Segment Start: TEXT BLOCK

Everything was tight, all night. Iyer was the headliner, and the lead up was three terrific sets from poet Mahogany L. Browne, who was accompanied by bassist Max Jacob and vocalist Vuyo Sotashe; vocalist and multi-instrumentalist Melanie Charles and her trio, putting, as she said, the “trill back into jazz” and channeling some classic Nancy Wilson and Marlena Shaw lines and vibes; and vibraphonist Joel Ross and his quartet, who showed the crowd the emotional and intellectual sophistication and complexity of contemporary jazz, a diamond-like geometry of rhythms, harmonies, and dazzling improvisation.
The crowd was deep in the pleasure of the music, but also a little subdued, even with Charles getting them, man and woman, young and old, all colors, to sing along with the refrain “I’m a woman of the ghetto.” Where are we? We’re not quite back yet, not quite feeling it yet. As great as the music was, the time and space still felt unreal, as in, “Is this really happening? Did the last year and a half really just happen, in its non-happening way?” And, of course, “Is it safe to be here, doing this?”
That is going to be a continuing issue. BRIC’s guidelines were that everyone in attendance had to show proof of vaccination, or a negative COVID test (or remain masked if under 12), but no one asked me for my Excelsior Pass. New regulations are now in effect for indoor spaces in New York City, and BRIC’s website emphasizes the requirement, again, but what kind of gap might there be between protocol and practice?
The major high culture institutions like the Met and Carnegie Hall are clear that they will require vaccination proof (in the case of the Met, full vaccination, as in it needs to be at least two weeks since your second dose if you’re trying to get in the door) and even masks on top of that. This is of course a benefit, a way to keep the shows rolling.
This also represents elite culture, not that its patrons are superior people, but in the socio-economic niche in which classical music institutions reside in America. That same niche, nationwide, is full of rich, arrogant assholes who voted for Trump, despise anyone outside of their immediate social set, and fall into the geographical and political demographic of being pro-pandemic. A lot of these people come from other parts of the country, from Texas and Florida, to go to the opera or Broadway (which already stepped up on requiring vaccination for patrons). They come here to have their fun, and now to do so they might actually have to do the right thing, which is good for them but also beneficial to those around them. Their sociopathy cannot be underestimated; it’s no longer a joke that some of them would prefer to die just to “own the libs.” Still, they wish to be part of some kind of society, even for just one night at the opera or at a musical. They’re going to have to get vaccinated, that’s the reality, and when they actually accept reality in the form of a needle, maybe then we can see where we are.

Segment End: TEXT BLOCK

§ EXERCISE TASKS:
1 - In the concert review, reproduce the part that opens with the words containing "Everything was tight, all" and closes with "and dazzling improvisation.", keeping every word and mark unchanged.
2 - According to the concert review, what did BRIC's guidelines require of everyone in attendance?
Nothing in the data after this text is needed.

Segment Start: EXTRACTED DATA

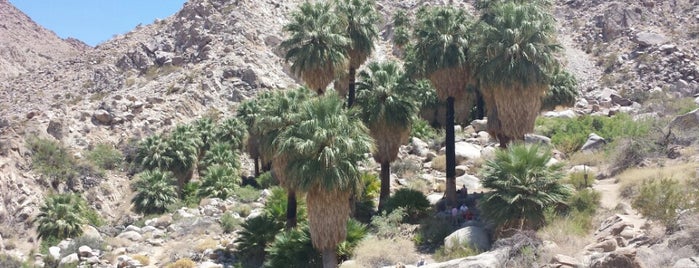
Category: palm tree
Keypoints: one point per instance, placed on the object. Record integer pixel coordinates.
(358, 19)
(388, 111)
(154, 192)
(184, 145)
(515, 59)
(324, 147)
(276, 115)
(441, 54)
(152, 153)
(523, 187)
(219, 181)
(315, 46)
(61, 217)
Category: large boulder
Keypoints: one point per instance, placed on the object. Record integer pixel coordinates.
(472, 236)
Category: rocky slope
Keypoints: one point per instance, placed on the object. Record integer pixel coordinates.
(214, 53)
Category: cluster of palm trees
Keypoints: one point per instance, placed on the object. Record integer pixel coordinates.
(503, 60)
(205, 147)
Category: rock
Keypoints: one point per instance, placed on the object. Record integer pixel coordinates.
(55, 129)
(479, 125)
(102, 116)
(419, 147)
(55, 252)
(593, 142)
(563, 261)
(475, 237)
(131, 235)
(534, 138)
(85, 252)
(69, 261)
(646, 39)
(692, 262)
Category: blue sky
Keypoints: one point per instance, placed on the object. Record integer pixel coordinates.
(95, 21)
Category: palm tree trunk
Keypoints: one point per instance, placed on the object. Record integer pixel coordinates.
(385, 184)
(450, 153)
(352, 86)
(291, 210)
(329, 258)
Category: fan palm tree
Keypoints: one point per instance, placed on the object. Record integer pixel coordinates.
(316, 46)
(184, 145)
(523, 185)
(219, 181)
(440, 53)
(388, 111)
(276, 115)
(515, 59)
(154, 192)
(323, 150)
(61, 217)
(358, 19)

Segment End: EXTRACTED DATA

§ SOLVED TASKS:
1 -
Everything was tight, all night. Iyer was the headliner, and the lead up was three terrific sets from poet Mahogany L. Browne, who was accompanied by bassist Max Jacob and vocalist Vuyo Sotashe; vocalist and multi-instrumentalist Melanie Charles and her trio, putting, as she said, the “trill back into jazz” and channeling some classic Nancy Wilson and Marlena Shaw lines and vibes; and vibraphonist Joel Ross and his quartet, who showed the crowd the emotional and intellectual sophistication and complexity of contemporary jazz, a diamond-like geometry of rhythms, harmonies, and dazzling improvisation.

2 - Proof of vaccination or a negative COVID test, or a mask for anyone under 12.